## DOCUMENT SEGMENT
■ ■ ■ ■ ■

The lawsuit says represented players won’t seek or accept damages of $75,000 or greater in the action.

A couple hours after the complaint was filed, the Big Ten released a statement saying the players' lawsuit “has no merit.”

"The Big Ten Conference Council of Presidents and Chancellors overwhelmingly voted to postpone the fall sports season based on medical concerns and in the best interest of the health and safety of our student athletes. This was an important decision for our 14 member institutions and the surrounding communities.

"We share the disappointment that some student-athletes and their families are feeling. However, this lawsuit has no merit and we will defend the decision to protect all student-athletes as we navigate through this global pandemic. We are actively considering options to get back to competition and look forward to doing so when it is safe to play."

Later on Thursday, Judge Susan Strong heard an initial motion to expedite discovery in a 30-minute virtual hearing with Husker player attorneys and Big Ten rep Andrew Luger, a Minneapolis-based lawyer.

Luger argued that there is “no precedent” for a court to overturn the decision of a governing body.

“We are of the strong view that there is no claim here,” Luger said. “Eight students out of hundreds — eight students from one school out of 14 — are seeking to overturn a decision that will affect thousands of people. And they are doing so under the most stretched legal theories that one can imagine.”

Student-athletes, he said, do not have the right under any contract to be privy to governing documents in the Big Ten. Ruling in their favor would allow any student-athlete to try to find flaws with any decision by any governing body.

“These plaintiffs disagree, I understand that,” Luger said. “But that’s not a basis to pick apart (Big Ten) internal processes, to get documents that nobody has a basis to see, for a lawsuit that we are firmly convinced will fail on the merits.”

■ ■ ■ ■ ■

## THE DATA
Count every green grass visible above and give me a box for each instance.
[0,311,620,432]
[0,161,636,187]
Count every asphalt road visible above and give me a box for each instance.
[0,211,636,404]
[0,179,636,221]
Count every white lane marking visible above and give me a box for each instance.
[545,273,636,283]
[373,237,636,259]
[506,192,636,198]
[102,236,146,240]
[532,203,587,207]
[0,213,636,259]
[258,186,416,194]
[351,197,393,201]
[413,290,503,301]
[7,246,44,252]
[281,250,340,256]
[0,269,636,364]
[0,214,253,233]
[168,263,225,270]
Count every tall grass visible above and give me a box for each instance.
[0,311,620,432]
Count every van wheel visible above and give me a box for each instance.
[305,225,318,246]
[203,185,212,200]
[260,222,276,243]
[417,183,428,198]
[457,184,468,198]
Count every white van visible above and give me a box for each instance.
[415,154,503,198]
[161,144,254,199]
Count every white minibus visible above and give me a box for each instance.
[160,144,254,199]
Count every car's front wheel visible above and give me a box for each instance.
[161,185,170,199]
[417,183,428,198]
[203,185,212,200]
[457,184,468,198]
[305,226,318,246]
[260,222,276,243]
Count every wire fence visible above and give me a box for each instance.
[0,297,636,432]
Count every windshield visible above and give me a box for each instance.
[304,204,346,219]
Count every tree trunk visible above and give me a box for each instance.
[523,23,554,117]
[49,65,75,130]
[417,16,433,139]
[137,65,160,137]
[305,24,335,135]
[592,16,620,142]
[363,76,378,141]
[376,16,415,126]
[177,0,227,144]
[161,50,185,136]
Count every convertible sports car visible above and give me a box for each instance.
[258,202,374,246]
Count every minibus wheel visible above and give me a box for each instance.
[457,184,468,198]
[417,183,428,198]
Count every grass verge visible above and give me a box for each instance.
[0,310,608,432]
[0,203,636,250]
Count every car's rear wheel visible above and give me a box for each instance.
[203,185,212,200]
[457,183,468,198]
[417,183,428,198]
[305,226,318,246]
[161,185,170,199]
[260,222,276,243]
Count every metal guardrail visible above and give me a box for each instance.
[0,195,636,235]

■ ■ ■ ■ ■

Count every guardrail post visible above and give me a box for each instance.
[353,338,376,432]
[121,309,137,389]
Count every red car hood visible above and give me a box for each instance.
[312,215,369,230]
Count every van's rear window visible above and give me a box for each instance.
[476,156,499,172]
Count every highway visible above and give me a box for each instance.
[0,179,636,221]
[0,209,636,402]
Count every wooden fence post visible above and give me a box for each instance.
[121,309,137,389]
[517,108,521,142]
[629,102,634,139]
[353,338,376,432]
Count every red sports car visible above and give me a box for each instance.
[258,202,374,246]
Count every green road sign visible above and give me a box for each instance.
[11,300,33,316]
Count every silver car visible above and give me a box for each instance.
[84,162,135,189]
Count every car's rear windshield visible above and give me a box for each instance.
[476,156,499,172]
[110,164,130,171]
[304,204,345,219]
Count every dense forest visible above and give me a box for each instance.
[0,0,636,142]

■ ■ ■ ■ ■

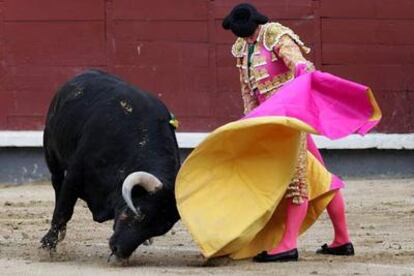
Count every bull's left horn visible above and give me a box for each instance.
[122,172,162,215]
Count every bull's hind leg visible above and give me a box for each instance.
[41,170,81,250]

■ ■ ■ ■ ■

## PROBLEMS TO WORK ON
- a) Translate this sentence from the passage on the Big Ten lawsuit into Spanish: "The lawsuit says represented players won’t seek or accept damages of $75,000 or greater in the action."
- b) From the passage on the Big Ten lawsuit, print the text starting with "Student-athletes, he said, do" and going on through "any governing body.".

## ACTIVITY ANSWERS
- a) La demanda señala que los jugadores representados no buscarán ni aceptarán daños y perjuicios de $75,000 o más en la acción.

- b)
Student-athletes, he said, do not have the right under any contract to be privy to governing documents in the Big Ten. Ruling in their favor would allow any student-athlete to try to find flaws with any decision by any governing body.